YOUR TASK: Gather every line of the data below that contains the string "rock", treating uppercase and lowercase letters as distinct.

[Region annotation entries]
==*==
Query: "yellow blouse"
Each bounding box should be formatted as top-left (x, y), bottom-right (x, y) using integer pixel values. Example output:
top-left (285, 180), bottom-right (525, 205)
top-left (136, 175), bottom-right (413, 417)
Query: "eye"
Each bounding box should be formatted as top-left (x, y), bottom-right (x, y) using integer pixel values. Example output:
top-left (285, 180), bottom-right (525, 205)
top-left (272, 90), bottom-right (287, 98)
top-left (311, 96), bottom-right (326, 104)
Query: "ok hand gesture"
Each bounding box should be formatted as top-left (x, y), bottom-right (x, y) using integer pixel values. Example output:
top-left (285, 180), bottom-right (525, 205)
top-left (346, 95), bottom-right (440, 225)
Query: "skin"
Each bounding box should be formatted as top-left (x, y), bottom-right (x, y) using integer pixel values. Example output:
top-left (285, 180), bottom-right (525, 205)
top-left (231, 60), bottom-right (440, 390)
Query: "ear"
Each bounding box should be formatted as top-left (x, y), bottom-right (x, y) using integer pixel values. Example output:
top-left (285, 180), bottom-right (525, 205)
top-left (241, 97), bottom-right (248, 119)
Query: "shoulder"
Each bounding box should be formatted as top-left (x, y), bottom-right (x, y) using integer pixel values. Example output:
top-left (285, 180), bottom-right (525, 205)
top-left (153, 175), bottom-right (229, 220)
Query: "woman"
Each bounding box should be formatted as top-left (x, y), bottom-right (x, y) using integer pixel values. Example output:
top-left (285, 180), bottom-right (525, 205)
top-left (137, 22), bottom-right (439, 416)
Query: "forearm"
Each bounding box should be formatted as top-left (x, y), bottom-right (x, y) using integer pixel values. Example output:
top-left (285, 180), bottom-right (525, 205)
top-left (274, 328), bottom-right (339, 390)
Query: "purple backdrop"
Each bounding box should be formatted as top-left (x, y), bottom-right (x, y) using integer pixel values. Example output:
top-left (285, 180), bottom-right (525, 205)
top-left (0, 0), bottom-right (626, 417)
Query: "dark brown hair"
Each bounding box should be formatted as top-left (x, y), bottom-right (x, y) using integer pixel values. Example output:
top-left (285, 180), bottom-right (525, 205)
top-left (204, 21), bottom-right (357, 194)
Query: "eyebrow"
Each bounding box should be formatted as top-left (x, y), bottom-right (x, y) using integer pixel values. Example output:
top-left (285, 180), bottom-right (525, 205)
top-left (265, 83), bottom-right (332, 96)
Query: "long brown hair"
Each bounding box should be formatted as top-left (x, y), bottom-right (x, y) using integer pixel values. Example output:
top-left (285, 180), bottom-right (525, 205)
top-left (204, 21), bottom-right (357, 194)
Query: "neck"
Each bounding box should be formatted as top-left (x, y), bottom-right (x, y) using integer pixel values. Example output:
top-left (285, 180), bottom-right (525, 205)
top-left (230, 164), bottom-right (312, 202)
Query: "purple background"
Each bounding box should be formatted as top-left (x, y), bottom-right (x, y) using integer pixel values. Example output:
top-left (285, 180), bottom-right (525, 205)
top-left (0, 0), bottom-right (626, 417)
==*==
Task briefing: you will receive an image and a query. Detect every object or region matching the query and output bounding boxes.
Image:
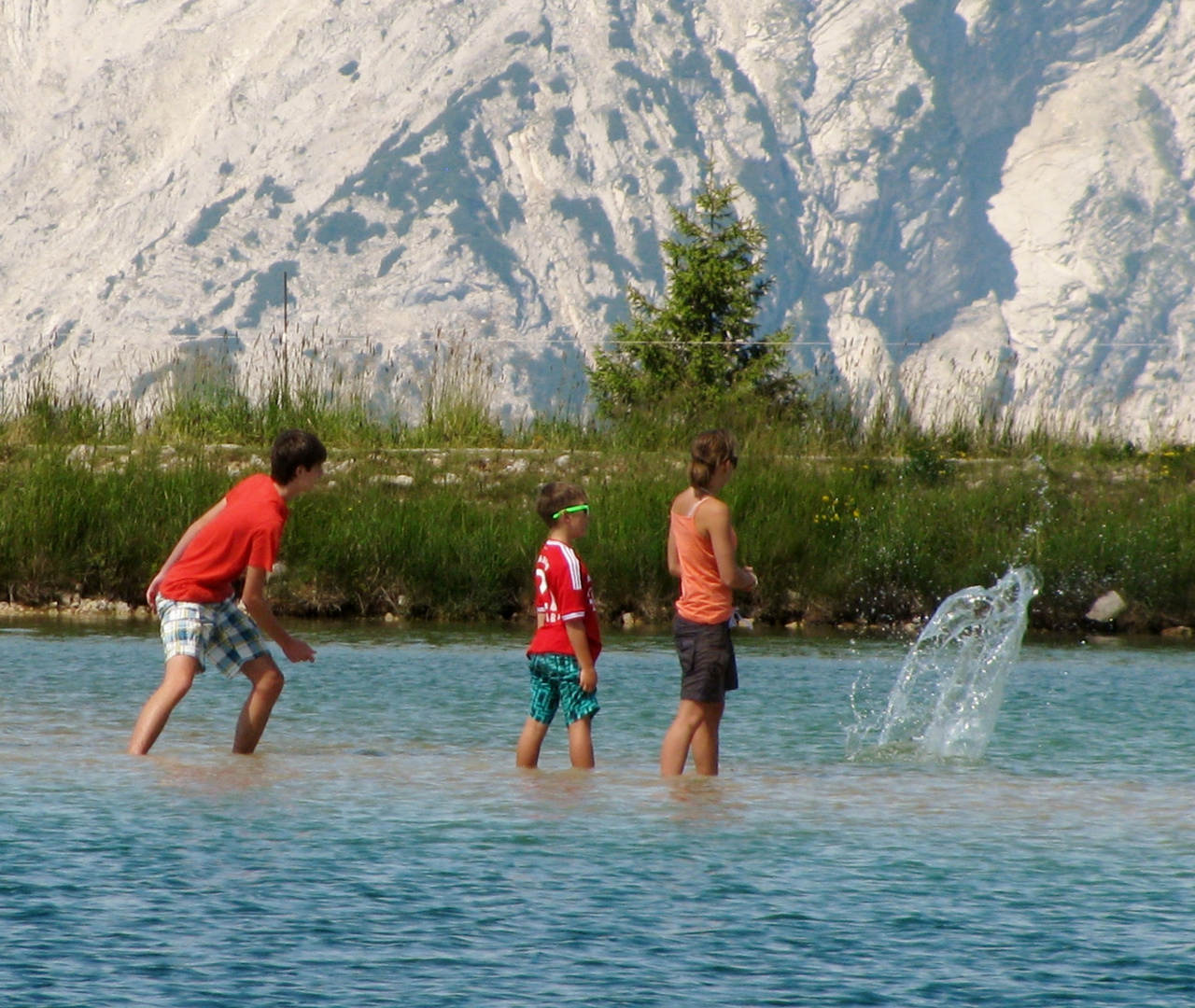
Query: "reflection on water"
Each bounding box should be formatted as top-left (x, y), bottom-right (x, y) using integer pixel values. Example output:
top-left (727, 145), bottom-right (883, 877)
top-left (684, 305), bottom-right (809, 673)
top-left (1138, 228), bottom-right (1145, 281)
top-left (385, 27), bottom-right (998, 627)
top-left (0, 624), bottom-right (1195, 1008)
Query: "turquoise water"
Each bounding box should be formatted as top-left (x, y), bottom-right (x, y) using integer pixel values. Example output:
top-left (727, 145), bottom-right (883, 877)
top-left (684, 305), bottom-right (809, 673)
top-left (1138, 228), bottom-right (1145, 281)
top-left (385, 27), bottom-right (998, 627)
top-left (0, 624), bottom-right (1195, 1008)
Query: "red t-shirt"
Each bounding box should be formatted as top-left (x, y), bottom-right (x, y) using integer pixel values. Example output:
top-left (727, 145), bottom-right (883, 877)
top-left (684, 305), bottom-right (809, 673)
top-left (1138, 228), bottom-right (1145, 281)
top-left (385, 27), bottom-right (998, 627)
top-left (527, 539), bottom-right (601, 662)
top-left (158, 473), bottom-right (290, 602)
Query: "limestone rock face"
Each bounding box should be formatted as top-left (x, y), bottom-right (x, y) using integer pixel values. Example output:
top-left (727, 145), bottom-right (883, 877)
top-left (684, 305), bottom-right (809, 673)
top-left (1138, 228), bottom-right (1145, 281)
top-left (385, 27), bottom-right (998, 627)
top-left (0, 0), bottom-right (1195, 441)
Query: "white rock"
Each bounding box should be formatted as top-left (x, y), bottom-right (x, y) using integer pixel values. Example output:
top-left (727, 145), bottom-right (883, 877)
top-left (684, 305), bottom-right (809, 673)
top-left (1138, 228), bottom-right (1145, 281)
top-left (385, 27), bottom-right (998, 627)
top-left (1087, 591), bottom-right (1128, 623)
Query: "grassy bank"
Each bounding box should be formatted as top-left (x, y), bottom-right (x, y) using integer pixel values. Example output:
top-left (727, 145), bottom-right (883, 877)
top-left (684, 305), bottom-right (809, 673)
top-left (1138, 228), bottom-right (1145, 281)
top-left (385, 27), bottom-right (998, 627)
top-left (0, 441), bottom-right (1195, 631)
==*==
THE ANSWER:
Query: "limestone rock face"
Query: "white rock"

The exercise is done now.